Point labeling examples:
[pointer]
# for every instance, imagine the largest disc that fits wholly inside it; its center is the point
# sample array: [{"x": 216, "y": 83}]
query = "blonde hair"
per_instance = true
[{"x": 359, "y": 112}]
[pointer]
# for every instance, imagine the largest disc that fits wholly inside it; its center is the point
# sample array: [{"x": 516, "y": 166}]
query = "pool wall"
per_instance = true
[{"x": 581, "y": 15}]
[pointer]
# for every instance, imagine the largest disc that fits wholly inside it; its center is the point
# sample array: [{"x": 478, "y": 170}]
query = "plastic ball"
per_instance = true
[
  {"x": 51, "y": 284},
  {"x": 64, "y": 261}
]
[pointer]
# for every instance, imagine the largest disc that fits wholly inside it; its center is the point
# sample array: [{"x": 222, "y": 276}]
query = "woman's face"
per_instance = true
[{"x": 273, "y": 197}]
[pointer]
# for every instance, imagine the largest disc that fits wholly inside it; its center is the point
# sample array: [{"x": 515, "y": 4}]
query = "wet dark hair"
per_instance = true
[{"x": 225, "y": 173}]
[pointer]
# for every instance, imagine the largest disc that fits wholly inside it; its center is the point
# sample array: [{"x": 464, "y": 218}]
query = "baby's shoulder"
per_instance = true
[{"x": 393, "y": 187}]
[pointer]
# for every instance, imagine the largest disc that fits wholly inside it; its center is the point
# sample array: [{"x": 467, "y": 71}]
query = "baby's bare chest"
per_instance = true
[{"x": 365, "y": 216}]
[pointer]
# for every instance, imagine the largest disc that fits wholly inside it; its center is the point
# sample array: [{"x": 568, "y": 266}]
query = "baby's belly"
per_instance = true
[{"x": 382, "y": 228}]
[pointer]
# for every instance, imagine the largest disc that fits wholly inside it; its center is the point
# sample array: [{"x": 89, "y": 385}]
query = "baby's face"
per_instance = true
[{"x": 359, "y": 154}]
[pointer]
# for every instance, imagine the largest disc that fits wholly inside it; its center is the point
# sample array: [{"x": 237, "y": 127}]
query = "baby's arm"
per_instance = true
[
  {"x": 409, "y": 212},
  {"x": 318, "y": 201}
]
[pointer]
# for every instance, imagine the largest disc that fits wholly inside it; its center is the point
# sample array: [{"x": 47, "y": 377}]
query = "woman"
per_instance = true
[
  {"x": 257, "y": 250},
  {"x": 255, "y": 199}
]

• _WRITTEN INSTRUCTION_: Extract the whole listing, character for character.

• _EXPECTED ANSWER_:
[pointer]
# for every instance, imagine the largest disc that fits wholly inside it; its center is the point
# sample array: [{"x": 216, "y": 83}]
query = "blonde hair"
per_instance = true
[{"x": 359, "y": 112}]
[pointer]
# for every instance, imagine the largest disc that fits wholly inside it; its center is the point
# sample array: [{"x": 516, "y": 166}]
query = "pool wall"
per_instance = true
[{"x": 581, "y": 15}]
[pointer]
# for every instance, imagine the largest disc that fits wholly inside it; its center is the point
# sample array: [{"x": 478, "y": 170}]
query = "plastic ball"
per_instance = true
[
  {"x": 51, "y": 284},
  {"x": 64, "y": 261}
]
[pointer]
# for every instance, imagine the largest disc that fits wholly inside it; its center is the point
# sample array: [{"x": 222, "y": 276}]
query = "woman's face"
per_instance = true
[{"x": 273, "y": 197}]
[pointer]
# for every instance, imagine the largest disc that fits wholly inside it; its center is the point
# sample array: [{"x": 515, "y": 4}]
query = "wet dark hair"
per_instance = true
[{"x": 225, "y": 173}]
[pointer]
# for every instance, imagine the largest disc that fits wholly inside it; its center is the point
# sample array: [{"x": 464, "y": 218}]
query = "baby's shoulder"
per_instance = true
[{"x": 393, "y": 187}]
[pointer]
# for every instance, imagine the largest disc that fits wholly inside it; its center is the point
# sample array: [{"x": 467, "y": 71}]
query = "baby's bare chest"
per_instance = true
[{"x": 365, "y": 216}]
[pointer]
# for every instance, imagine the largest disc that fits wholly inside it; its center is the point
# sample array: [{"x": 568, "y": 266}]
query = "baby's belly"
per_instance = true
[{"x": 382, "y": 228}]
[pointer]
# for every instance, imagine the largest disc that fits wholly inside it; its center is the point
# sample array: [{"x": 89, "y": 385}]
query = "baby's face"
per_instance = true
[{"x": 359, "y": 154}]
[pointer]
# for every instance, imagine the largest disc that fits wholly inside it; its center is the point
# sample array: [{"x": 237, "y": 127}]
query = "baby's arm"
per_instance = true
[
  {"x": 409, "y": 212},
  {"x": 318, "y": 201}
]
[pointer]
# for every instance, imagine the largest disc that fits wholly inside it; its center is the point
# sample array: [{"x": 47, "y": 377}]
query = "woman"
per_instance = true
[
  {"x": 257, "y": 250},
  {"x": 255, "y": 199}
]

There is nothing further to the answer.